§ **CONSIGNE ÉCRITE**:
Prolongez le texte sur la fondation des Oblats de Marie Immaculée en reprenant juste après sa dernière phrase.

***** EXTRAIT À LIRE *****

Les engagements apostoliques : Oblats de Marie Immaculée
Revenant à Aix-en-Provence, il ne prit pas la charge d’une paroisse, mais commença à exercer son ministère en se souciant tout spécialement d’aider spirituellement les plus pauvres : les prisonniers, les jeunes, les employés, les gens des campagnes. Souvent, Eugène fut en butte à l’opposition du clergé local. Mais bientôt il trouva d’autres prêtres également remplis de zèle et prêts à sortir des sentiers battus. Eugène et ses compagnons prêchèrent en provençal, le langage courant chez leurs auditeurs et non dans le français des gens instruits. Ils allaient de village en village enseignant le "petit peuple" et passant de longues heures au confessionnal. Entre ces "missions paroissiales", le groupe se retrouvait pour une intense vie communautaire de prière, d’étude et de fraternité. Ils s’appelaient "Les Missionnaires de Provence". Pour assurer la continuité de l’œuvre, Eugène entreprit une démarche audacieuse, celle d’en appeler au Saint-Père et de lui demander que son groupe soit reconnu comme congrégation de droit pontifical.
Sa foi et sa persévérance portèrent des fruits et c’est ainsi que le 17 février 1826, le Pape Léon XII approuvait la nouvelle congrégation sous le nom d’"Oblats de Marie Immaculée". Eugène fut élu supérieur général et il continua d’inspirer et de guider ses membres pendant 35 ans encore, jusqu’à sa mort. Le nombre des oeuvres allait croissant : prédications, confessions, ministère auprès des jeunes, responsabilité de sanctuaires marials, visites de prisons, directions de séminaires, charges de paroisses. Dans leur accomplissement, Eugène insista toujours sur la nécessité d’une profonde formation spirituelle et d’une vie communautaire intense. Il aimait Jésus Christ avec passion et il était toujours prêt à assumer un nouvel engagement s’il y voyait une réponse aux besoins de l’Église. La "gloire de Dieu, le bien de l’Église et la sanctification des âmes" étaient à la source de son dynamisme intérieur.

***** MATÉRIEL RECUEILLI *****

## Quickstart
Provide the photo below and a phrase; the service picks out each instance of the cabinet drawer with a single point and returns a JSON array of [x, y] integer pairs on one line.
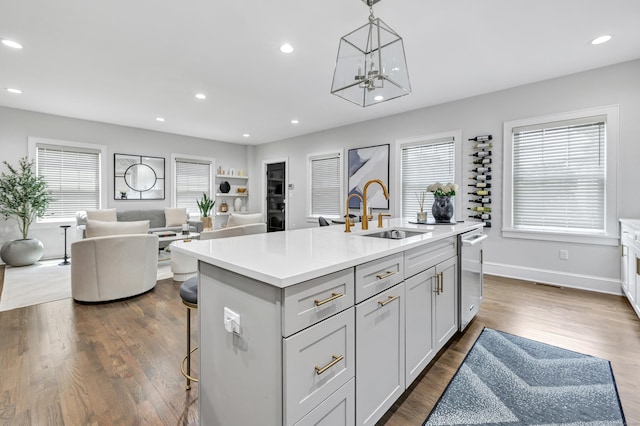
[[317, 362], [337, 410], [310, 302], [424, 257], [378, 275]]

*****

§ **CORRIGÉ DE L'EXERCICE**:
Évêque de Marseille :
Le diocèse de Marseille avait été supprimé après le Concordat de 1802. Quand il fut rétabli, c’est le vieil oncle d’Eugène, le chanoine Fortuné de Mazenod, qui y fut nommé évêque. Aussitôt, le nouvel évêque appela Eugène comme vicaire général et c’est ainsi que le chantier immense de la reconstruction du diocèse lui incomba. Après quelques années, en 1832, Eugène lui-même, fut nommé évêque auxiliaire de son oncle. Son ordination épiscopale eut lieu à Rome. Ce fut considère comme un défi au gouvernement français qui prétendait avoir le droit de confirmer de telles nominations. Il s’en suivit une bataille diplomatique serrée. Eugène en fut le centre : accusations, incompréhensions, menaces et récriminations. Ce fut une période douloureuse pour lui, douleur accrue encore par les difficultés croissantes de sa propre famille religieuse.
Cependant, il garda fermement le cap et finalement les affaires s’apaisèrent. Cinq ans plus tard, quand son Oncle se retira, il fut nommé évêque de Marseille.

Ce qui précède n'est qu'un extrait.